**Extract provided:**

+-------+

Softly As In A Morning Sunrise

Disc 3: Chasin’ The Trane

1.

Chasin' The Trane

2.

Spiritual

3.

Blue Train

4.

Impressions

5.

Greensleeves (45rpm version)

6.

It's Easy To Remember

7.

Mr P.C.

8.

The Red Planet

Disc 4: Body And Soul

1.

My Favourite Things

2.

The Inch Worm

3.

Body And Soul

4.

Out Of This World

5.

Soul Eyes

6.

Miles Mode

7.

Tunji

John Coltrane (tenor & soprano saxes) and including, amongst many others, Eric Dolphy (alto sax), Miles Davis, Booker Little & Freddie Hubbard (trumpet), Wynton Kelly & Mc.Coy Tyner (piano), Paul Chambers, Reggie Workman, Jimmy Garrison, Steve Davis & Art Davis (bass), Jimmy Cobb, Elvin Jones & Billy Higgins (drums).

rec. between March 1960 & June 1962 at various venues including the Konserthuset, Stockholm, Sweden, The Village Vanguard & Birdland, New York City and recording studios in New York City, New Jersey and Los Angeles.

PROPERBOX 181 4 CD Box [77:56][68:43][74:31][68:38]

 

Coltrane was, as the excellent booklet notes by fellow saxophonist Simon Spillett explains, “mercurially evasive of critical pigeon-holes” with some even describing him as ‘anti-jazz’ with the result that he had as many detractors as supporters. For me the title of this collection says it all and I shall reinforce my position by quoting a critic who came up with the following to describe Hammond organist Mike Carr “I am about to make one of those very controversial statements that will cause uproar. Opinions will immediately become polarised. Shovels will be taken out of garden sheds to enable entrenched positions to be dug...but here goes”...John Coltrane is the greatest sax player in jazz history!

It is certainly true, as newspaper reviews of this set have pointed out, that John Coltrane is, especially considering his relatively brief recording life, well represented on disc, but in my opinion this release deserves a great deal more credit than simply being described as a good introduction to the legend that is John Coltrane as some have done. In classical music I find that whatever musical highways and byways I explore and however many ‘new’ composers I discover I always come back to Beethoven who for me is THE BENCHMARK against which I measure all others. I can say the same of John Coltrane because as soon as I put the first disc on and heard the 15 minute live recording of So What I experienced sheer bliss from first note to last and was reminded why I have the opinion I have about the great man. I cannot think of any player who soars and dives, whispers, moans and screams and reaches new plateaus of wondrous sound and with such musical originality and dexterity as Coltrane. Among the plethora of discs of his music, which include numerous compilations, are a great number of cheaply produced ones that are often to be found in motorway service shops or department stores on which the sound is often muddy to say the least but on these four discs the sound on the majority of tracks is pretty damn good with his unique voice speaking across the years loud and clear. However, it was always the complete package that was delivered on any disc of his since he brought out the very best in the rest of the band and there are some fantastic examples in this collection among which I should single out McCoy Tyner for the most brilliantly emotive piano playing you could wish for.

+-------+

Transcribe the stretch from "John Coltrane (tenor" through "Billy Higgins (drums)." in the Coltrane box set review.

**Data:**
+-------+

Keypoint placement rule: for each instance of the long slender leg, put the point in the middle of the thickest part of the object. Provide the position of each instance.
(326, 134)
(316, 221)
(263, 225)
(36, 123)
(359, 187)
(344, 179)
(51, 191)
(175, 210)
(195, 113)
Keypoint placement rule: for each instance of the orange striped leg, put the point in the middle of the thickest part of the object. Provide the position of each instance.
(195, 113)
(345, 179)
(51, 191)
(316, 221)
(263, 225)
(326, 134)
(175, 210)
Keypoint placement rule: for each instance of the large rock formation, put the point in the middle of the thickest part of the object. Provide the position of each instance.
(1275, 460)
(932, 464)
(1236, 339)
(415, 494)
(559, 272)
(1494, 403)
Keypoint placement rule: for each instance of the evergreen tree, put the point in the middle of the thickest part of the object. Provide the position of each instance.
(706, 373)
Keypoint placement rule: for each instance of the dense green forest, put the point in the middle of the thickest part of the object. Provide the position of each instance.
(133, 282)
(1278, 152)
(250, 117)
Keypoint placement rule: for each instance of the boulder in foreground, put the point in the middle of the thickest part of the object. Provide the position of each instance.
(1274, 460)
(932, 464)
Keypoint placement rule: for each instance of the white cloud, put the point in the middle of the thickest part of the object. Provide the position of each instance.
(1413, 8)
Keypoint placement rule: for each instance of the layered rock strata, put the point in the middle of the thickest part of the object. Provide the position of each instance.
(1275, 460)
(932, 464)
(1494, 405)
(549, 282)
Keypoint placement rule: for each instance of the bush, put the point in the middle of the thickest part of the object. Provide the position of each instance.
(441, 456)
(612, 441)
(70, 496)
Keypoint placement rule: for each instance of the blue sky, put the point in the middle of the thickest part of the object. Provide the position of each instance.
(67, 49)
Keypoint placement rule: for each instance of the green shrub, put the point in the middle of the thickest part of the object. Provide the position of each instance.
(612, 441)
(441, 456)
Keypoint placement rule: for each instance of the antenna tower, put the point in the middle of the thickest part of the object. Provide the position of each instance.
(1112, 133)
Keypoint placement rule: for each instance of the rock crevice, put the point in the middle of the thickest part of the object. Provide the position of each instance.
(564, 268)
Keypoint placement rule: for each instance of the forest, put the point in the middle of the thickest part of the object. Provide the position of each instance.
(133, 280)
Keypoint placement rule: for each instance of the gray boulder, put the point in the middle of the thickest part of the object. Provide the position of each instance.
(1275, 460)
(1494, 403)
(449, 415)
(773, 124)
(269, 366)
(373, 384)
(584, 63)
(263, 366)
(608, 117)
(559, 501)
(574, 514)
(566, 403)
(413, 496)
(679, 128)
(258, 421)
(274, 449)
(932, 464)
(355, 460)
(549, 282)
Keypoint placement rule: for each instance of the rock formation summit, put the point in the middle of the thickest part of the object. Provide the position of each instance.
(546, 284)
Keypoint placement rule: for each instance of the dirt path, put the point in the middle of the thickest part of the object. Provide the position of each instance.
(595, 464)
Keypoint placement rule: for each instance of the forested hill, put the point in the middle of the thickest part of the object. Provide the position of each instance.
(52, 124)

+-------+

**Response below:**
John Coltrane (tenor & soprano saxes) and including, amongst many others, Eric Dolphy (alto sax), Miles Davis, Booker Little & Freddie Hubbard (trumpet), Wynton Kelly & Mc.Coy Tyner (piano), Paul Chambers, Reggie Workman, Jimmy Garrison, Steve Davis & Art Davis (bass), Jimmy Cobb, Elvin Jones & Billy Higgins (drums).